> [TASK ITEM]:
Write the records below out in full, character for character, with no pictures.

> [RECORDS PROVIDED]:
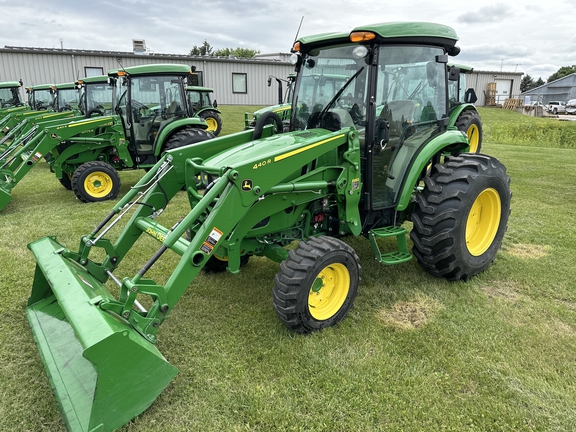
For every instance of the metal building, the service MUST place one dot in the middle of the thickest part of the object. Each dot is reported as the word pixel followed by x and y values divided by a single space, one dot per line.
pixel 563 89
pixel 505 84
pixel 235 81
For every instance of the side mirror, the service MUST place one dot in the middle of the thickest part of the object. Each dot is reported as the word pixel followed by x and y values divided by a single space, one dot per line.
pixel 453 74
pixel 470 96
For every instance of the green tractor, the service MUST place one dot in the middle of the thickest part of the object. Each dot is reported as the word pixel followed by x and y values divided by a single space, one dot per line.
pixel 44 104
pixel 10 99
pixel 200 105
pixel 92 91
pixel 374 153
pixel 150 117
pixel 462 101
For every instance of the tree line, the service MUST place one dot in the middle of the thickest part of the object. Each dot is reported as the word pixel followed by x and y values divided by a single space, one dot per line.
pixel 207 50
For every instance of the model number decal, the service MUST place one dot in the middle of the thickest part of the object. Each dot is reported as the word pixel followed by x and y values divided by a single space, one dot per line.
pixel 261 164
pixel 158 236
pixel 211 240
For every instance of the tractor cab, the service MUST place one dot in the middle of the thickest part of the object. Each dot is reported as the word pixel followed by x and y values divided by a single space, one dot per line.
pixel 458 93
pixel 393 94
pixel 200 105
pixel 95 95
pixel 67 97
pixel 42 97
pixel 148 99
pixel 10 94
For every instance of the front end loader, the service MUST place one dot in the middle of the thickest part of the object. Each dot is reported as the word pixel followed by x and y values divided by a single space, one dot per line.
pixel 360 161
pixel 150 116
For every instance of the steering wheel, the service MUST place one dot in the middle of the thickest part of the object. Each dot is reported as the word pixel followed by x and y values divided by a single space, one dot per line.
pixel 347 102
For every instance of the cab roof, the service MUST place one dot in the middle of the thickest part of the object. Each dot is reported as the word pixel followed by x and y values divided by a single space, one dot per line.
pixel 153 69
pixel 394 33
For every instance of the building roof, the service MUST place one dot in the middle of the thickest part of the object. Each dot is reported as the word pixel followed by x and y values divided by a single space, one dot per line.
pixel 66 51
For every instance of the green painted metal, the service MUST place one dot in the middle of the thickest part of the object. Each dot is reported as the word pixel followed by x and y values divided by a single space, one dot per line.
pixel 32 135
pixel 95 390
pixel 401 255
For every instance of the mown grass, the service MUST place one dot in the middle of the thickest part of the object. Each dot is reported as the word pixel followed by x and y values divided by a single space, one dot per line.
pixel 416 353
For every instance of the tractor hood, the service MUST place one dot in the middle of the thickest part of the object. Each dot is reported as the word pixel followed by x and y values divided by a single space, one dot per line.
pixel 271 150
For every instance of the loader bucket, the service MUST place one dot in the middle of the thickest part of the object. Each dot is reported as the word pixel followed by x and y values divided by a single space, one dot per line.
pixel 5 198
pixel 102 372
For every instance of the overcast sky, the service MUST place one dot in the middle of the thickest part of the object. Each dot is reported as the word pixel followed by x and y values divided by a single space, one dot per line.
pixel 534 37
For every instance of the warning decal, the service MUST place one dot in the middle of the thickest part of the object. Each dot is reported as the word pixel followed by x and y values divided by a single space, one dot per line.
pixel 211 241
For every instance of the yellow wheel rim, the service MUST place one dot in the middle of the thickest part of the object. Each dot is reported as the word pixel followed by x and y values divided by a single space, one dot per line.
pixel 212 124
pixel 329 291
pixel 473 138
pixel 483 221
pixel 98 184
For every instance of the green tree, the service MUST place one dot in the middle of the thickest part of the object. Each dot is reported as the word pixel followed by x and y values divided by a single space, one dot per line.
pixel 562 72
pixel 236 52
pixel 204 49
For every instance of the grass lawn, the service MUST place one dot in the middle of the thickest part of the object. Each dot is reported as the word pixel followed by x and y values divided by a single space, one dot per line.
pixel 416 353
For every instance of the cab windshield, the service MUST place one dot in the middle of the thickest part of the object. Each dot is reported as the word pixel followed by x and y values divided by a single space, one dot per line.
pixel 9 97
pixel 67 99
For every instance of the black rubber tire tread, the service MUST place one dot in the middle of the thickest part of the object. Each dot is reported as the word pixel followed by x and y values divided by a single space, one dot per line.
pixel 214 115
pixel 66 181
pixel 187 136
pixel 465 120
pixel 297 273
pixel 84 170
pixel 214 265
pixel 441 212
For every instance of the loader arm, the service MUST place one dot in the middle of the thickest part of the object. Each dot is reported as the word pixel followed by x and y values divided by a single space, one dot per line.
pixel 21 156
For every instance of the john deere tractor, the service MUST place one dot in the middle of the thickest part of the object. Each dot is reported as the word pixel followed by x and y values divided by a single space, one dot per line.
pixel 199 104
pixel 46 102
pixel 359 160
pixel 150 117
pixel 10 96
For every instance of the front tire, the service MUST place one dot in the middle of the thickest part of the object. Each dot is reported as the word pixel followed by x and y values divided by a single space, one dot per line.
pixel 95 181
pixel 461 216
pixel 213 121
pixel 469 122
pixel 316 285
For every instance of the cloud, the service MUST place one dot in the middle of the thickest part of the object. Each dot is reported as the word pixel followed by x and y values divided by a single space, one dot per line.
pixel 486 14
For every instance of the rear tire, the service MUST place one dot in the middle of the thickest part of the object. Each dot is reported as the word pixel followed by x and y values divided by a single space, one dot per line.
pixel 461 216
pixel 213 121
pixel 186 137
pixel 469 122
pixel 316 285
pixel 95 181
pixel 66 180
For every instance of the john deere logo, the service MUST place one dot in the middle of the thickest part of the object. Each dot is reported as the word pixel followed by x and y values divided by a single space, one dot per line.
pixel 247 185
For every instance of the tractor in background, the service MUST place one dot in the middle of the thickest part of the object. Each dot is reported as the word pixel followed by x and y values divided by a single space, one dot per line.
pixel 150 116
pixel 361 159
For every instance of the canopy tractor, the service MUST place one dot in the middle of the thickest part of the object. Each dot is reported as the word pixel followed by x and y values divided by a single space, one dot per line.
pixel 361 158
pixel 150 116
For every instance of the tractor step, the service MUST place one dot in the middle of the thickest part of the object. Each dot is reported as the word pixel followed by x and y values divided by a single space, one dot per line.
pixel 389 258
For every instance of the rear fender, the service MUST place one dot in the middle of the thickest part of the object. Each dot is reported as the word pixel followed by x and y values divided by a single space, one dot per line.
pixel 167 131
pixel 450 142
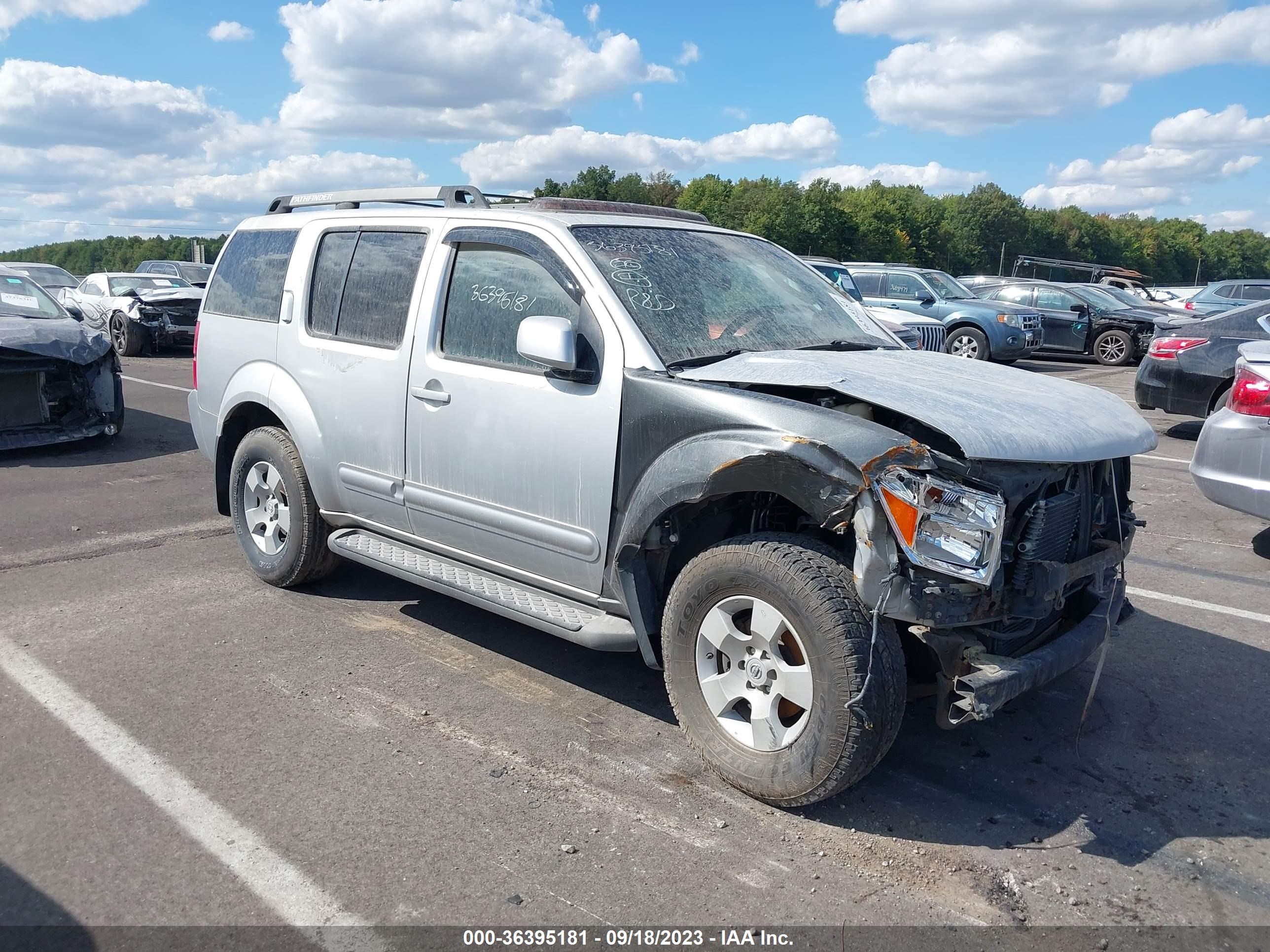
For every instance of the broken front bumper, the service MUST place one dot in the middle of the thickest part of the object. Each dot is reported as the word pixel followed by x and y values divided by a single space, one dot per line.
pixel 989 682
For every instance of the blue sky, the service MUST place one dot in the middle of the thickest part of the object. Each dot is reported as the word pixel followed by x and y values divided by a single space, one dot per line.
pixel 127 112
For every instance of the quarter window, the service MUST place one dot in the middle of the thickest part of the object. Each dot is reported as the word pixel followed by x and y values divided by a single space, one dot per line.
pixel 362 286
pixel 492 290
pixel 253 268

> [PROBLEM SOLUTION]:
For every instance of the metal building, the service MUST place one dot in the middle of the thickest part of the object. Each dot is reported as the word pixel followed by x and y values divided by a single space, one dot per line.
pixel 563 89
pixel 505 84
pixel 235 81
For every instance of the side mirror, the service MUST place one dot in the middle of the thickest part of the object. Each dot is reported as the word pixel followed by x and y values divided by a single space, one dot per line.
pixel 453 74
pixel 470 96
For every instance of the green tractor, the service MUST place one dot in the middle of the thickest part of the object. Each dot is reported as the word pixel followed by x and y values divided by a single space, one dot per line.
pixel 44 104
pixel 10 99
pixel 200 105
pixel 92 91
pixel 374 153
pixel 150 117
pixel 462 101
For every instance of the tree line, the service MUST place one dot in the middle of the thickest part of the object. Each dot is reported as the word pixel followed by x and y values divided by a single space, one dot per line.
pixel 207 50
For every instance of the model number decal, the service MUST place one dot in the middle of the thickest part of the object. Each dot is reported as the word pixel followed by x and y values divided by a single space, one dot per line.
pixel 261 164
pixel 158 236
pixel 211 240
For every instance of the tractor cab, the service MUST place one dot in the middle of the thickest part of the object. Each dot is reported as the word pixel followed by x and y values divided by a single space, one dot per line.
pixel 458 93
pixel 393 94
pixel 200 105
pixel 95 95
pixel 67 97
pixel 42 97
pixel 148 99
pixel 10 94
For every instance of the front end loader, the service MUST place one dot in the middle of the thickest part of the object. Each dot is reported as the word pixel followed by x and y values divided by a single space, one dot per line.
pixel 360 161
pixel 150 116
For every instance of the steering wheel, the service MUST place one dot in the middle of the thickest part of the object. Each dot is reported as the word pixel followed by x and y values divided by a single space, one dot per line.
pixel 347 102
For every instance of the cab roof, the service MUST place one dot in the middle of the thickest part of the object. Each dot is reported as the word pixel followed by x and y values divided by a single space, one dot per line.
pixel 153 69
pixel 394 33
For every instance of the building roof, the service MUST place one dot in the middle of the thickest part of the object. Each dot is reported as the word pixel followed by x and y values divided by a single space, one dot per line.
pixel 66 51
For every instance of the green painted metal, the service MUST place one dot in the middle of the thickest part of the object. Each dot is reported as the word pixel followed by x and y values divided by a single space, one dot per line.
pixel 32 135
pixel 95 390
pixel 401 255
For every instance of the mown grass, the service MUST place one dot in the middle of the thickest part of the object. Each dot is reported as the word pixel followed by x and y values divided by a single space, one dot per line.
pixel 416 353
For every instance of the tractor hood, the service MUST place one dot in the middle of the thickest part of the object. Each dot is reported as the word pixel followed by x and y values divided by a single space, one dot per line.
pixel 271 150
For every instance of the loader bucket, the service MUST place one dot in the middle of the thickest part of the object. Each dot is reported as the word pixel followed by x and y values divided by a single space, one dot per line.
pixel 5 198
pixel 102 372
For every instance of the overcast sky, the service MUST place one dot in the middle of the thickest part of the object. Each dot is reported as the word pixel followed by x and y values divided by a single space, one dot per line.
pixel 534 37
For every instance of the warning decal, the service MUST place one dot in the middle of the thickest part of the object. Each dot is reported as the word pixel followed by x and y values divided by a single space, one dot per line.
pixel 211 241
For every instance of the yellow wheel rim, the service MUST place one dot in the middle of the thickest part of the object. Each dot is reported as the word pixel followed by x and y values divided by a single space, one dot per line.
pixel 212 124
pixel 329 291
pixel 473 138
pixel 483 221
pixel 98 184
For every instance of the green tree, the service MUST place one dot in the middle of the thickest part of the object. Each dot is reported as the word pixel followed by x and y values divided by a single space, one dot per line.
pixel 562 72
pixel 236 52
pixel 204 49
For every instance of the grass lawn, the service MUST place one dot in the middle of the thickest part of the object. Each dot is reported as the word pixel followed by x and y values divided by a single space, one dot per line.
pixel 416 353
For every instance of the cab windshield, the service MUST place one dot in the middle of the thickest part of the object. Each dot is reported as the word pixel followed by x and y values divided by a single space, one dot per line.
pixel 9 97
pixel 67 99
For every instance of the black rubber tire tread, the service MUST place one dot in the middle of the thickest part of the object. Each dot is reported as the word pixel followed by x and y values divided by a single space, one dot per line.
pixel 214 115
pixel 66 181
pixel 187 136
pixel 465 120
pixel 297 273
pixel 84 170
pixel 214 265
pixel 441 212
For every instance of the loader arm, the service MUST place one dot in the middle of the thickest part of the object. Each dot is reported as the word pixel followed by x and y values divided by a single space, one dot per line.
pixel 21 156
For every instance of the john deere tractor, the service MUST place one dot in the middle of the thickest part of the object. Each dot is reported as the word pixel followed by x and y values divided by a single space, one dot per line.
pixel 199 104
pixel 46 102
pixel 359 160
pixel 150 117
pixel 10 96
For every instance of the front tire, the service MUST place one dot in the middle of the thickest part of the object. Each dot is reported as the word pixel followed by x and y values divided by a single space, one dot per line.
pixel 95 181
pixel 461 216
pixel 213 121
pixel 469 122
pixel 316 285
For every instance of the cloud, the service MUST place one dot in the middle of the thickest part of the object. Each dot is reported as the word pixel followed by x and y values divided by a single space, one dot per line.
pixel 486 14
For every instance of the rear tire, the service MUST place one dot in the middle of the thickest part of the object. Each dot is reported as the word pixel followed by x and y values divided by a single space, one dot per line.
pixel 461 216
pixel 213 121
pixel 186 137
pixel 469 122
pixel 316 285
pixel 95 181
pixel 66 180
For every instance of the john deere logo, the service MUST place one dot in the middle of the thickest part of the object. Each dot is reported as the word pixel followed by x and y values divided by a single space, one dot per line.
pixel 247 185
For every instance of the tractor in background, the service MUST place one dot in the middle of the thickest part of the object. Each dot is reported as the word pixel followed by x and y values divided by a single space, one dot per line.
pixel 150 116
pixel 361 159
For every instance of the canopy tractor, the service MUST place one dot in the middle of the thickest part of the object. Each dot is reported as the word pixel followed by x and y values divided by a single space, one dot per line.
pixel 361 158
pixel 150 116
For every instance of the tractor step, the service MUST place one dot in the middle of the thickest part of the object. Each dot is reported as the word pixel followed by x and y values divided by a single space, one dot per line.
pixel 389 258
For every instance of the rear fender, the service MUST place one dot in the middle of the thickest part of the object. Each dot is reported as the word pixel followed by x and y values divided by a single space, one dot per line.
pixel 167 131
pixel 450 142
For every instance of the broken front bumper, the service MUST place one dot in the middle of the thickest part of the object. Each dot is reported as the word pixel followed by x and y values divided by a single space, one dot per line.
pixel 989 682
For every instance of the blue sky, the service MUST place one dot in the middle of the thickest part of the object. Each dot is reported as the word pixel followed by x and y values divided by a single space, one dot per line.
pixel 127 112
For every instance of the quarter window, the service MUST place one dot in the middle of the thickest part of the object. Each dot is reported as the word pixel followed by x and y values divided by a single space, one dot per line.
pixel 362 286
pixel 492 290
pixel 253 268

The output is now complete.